■ **The data**

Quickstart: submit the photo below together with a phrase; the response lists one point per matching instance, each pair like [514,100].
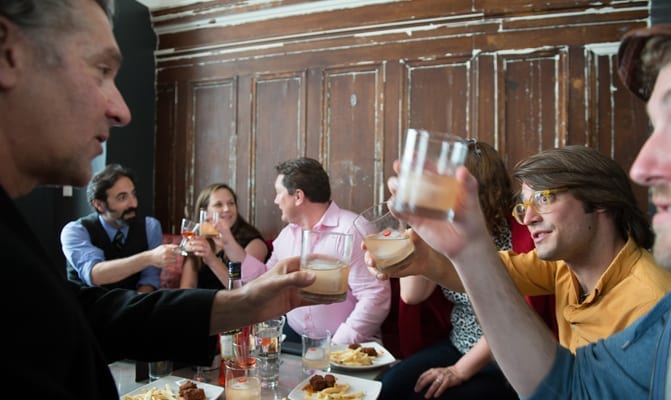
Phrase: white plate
[371,389]
[384,357]
[212,392]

■ **What you need to do**
Can you copy out every one of the lines above verbatim, leaving out the picture?

■ **Response**
Quickstart: submit the photo below together with a phrase; the response lists one point per matching instance, each pair like [514,100].
Phrase: white plate
[371,389]
[384,357]
[212,392]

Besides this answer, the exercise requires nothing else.